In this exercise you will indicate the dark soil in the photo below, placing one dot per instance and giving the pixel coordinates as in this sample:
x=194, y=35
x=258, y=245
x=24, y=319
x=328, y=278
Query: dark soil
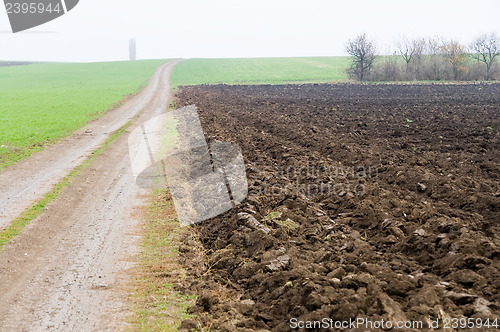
x=375, y=201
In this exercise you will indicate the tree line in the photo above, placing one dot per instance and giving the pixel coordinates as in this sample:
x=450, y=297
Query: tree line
x=420, y=59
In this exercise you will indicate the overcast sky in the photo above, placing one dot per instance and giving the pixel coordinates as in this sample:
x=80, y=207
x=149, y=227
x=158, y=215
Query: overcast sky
x=99, y=30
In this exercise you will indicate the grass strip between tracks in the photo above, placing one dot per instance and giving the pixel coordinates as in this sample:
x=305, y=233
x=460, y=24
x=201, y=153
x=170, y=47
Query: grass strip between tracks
x=36, y=210
x=157, y=304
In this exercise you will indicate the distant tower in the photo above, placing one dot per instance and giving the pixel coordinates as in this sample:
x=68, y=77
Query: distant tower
x=132, y=49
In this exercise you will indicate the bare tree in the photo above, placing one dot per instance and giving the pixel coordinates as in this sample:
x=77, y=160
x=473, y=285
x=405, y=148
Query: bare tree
x=485, y=49
x=410, y=50
x=132, y=49
x=456, y=55
x=363, y=52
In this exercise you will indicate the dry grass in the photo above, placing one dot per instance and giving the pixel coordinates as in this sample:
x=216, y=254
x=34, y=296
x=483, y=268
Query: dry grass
x=158, y=306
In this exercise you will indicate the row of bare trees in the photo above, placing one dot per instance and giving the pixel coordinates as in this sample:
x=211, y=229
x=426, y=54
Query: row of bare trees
x=426, y=59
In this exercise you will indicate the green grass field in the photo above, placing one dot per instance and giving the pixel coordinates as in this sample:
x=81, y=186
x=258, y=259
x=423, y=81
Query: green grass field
x=260, y=70
x=41, y=103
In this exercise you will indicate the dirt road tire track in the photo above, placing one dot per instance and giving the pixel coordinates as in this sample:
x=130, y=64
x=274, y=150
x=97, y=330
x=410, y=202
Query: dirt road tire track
x=66, y=271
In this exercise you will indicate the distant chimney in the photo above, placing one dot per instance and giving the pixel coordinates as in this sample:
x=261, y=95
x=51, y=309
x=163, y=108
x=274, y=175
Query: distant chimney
x=132, y=50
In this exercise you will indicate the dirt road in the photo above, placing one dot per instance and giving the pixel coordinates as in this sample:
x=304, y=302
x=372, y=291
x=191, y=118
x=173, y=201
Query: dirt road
x=66, y=271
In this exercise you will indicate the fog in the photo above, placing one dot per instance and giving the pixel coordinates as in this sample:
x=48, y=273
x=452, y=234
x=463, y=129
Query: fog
x=99, y=30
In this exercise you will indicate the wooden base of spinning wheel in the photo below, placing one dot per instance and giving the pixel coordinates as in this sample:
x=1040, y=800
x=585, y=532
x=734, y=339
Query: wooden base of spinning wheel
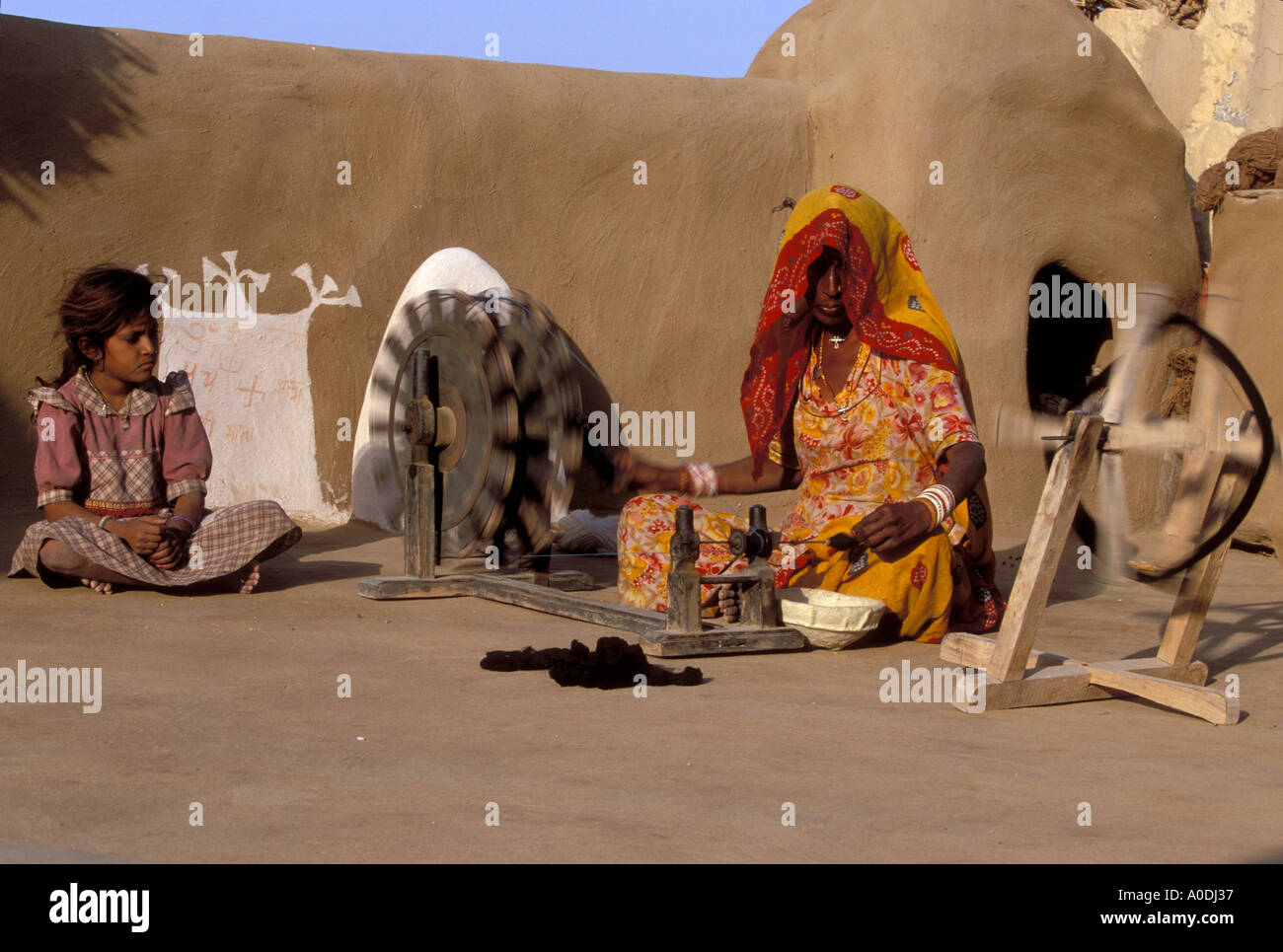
x=1015, y=675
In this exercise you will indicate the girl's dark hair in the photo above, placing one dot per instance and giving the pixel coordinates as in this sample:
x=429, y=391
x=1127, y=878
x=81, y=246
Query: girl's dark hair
x=99, y=303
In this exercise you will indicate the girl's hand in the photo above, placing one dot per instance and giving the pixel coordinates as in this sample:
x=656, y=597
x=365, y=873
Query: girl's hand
x=141, y=534
x=893, y=526
x=172, y=550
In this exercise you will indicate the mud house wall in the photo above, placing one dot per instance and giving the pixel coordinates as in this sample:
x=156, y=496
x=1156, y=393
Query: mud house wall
x=1044, y=157
x=531, y=167
x=171, y=159
x=1248, y=233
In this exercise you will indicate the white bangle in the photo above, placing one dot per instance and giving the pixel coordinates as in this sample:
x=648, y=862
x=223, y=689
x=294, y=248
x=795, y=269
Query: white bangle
x=940, y=498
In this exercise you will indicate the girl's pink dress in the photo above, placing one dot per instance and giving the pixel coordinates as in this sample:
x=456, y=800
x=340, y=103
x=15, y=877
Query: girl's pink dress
x=129, y=464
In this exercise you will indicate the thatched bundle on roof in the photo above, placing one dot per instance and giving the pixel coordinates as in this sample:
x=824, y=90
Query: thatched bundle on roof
x=1184, y=13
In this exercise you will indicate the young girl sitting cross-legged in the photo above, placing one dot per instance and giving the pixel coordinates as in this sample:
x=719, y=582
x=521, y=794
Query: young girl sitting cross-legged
x=122, y=460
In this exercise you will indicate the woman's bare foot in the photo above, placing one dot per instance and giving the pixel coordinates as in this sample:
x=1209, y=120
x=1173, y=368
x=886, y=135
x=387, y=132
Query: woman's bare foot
x=722, y=602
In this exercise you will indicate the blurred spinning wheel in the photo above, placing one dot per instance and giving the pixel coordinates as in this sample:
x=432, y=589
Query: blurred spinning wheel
x=1193, y=447
x=499, y=365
========================
EXERCISE AIM ▸
Among the lines of the listing above, which ones contain the word "below"? Show them.

ANSWER FOR THE TASK ▸
In this exercise you will indicate the dark soil in the photo below, placing one dot per instance and giving the pixel coordinates as in this sample:
In this exercise you will indicate the wooden base of spinning wheel in the photo below, placing one dot per instance and giving the pixel coordinates as in this sample:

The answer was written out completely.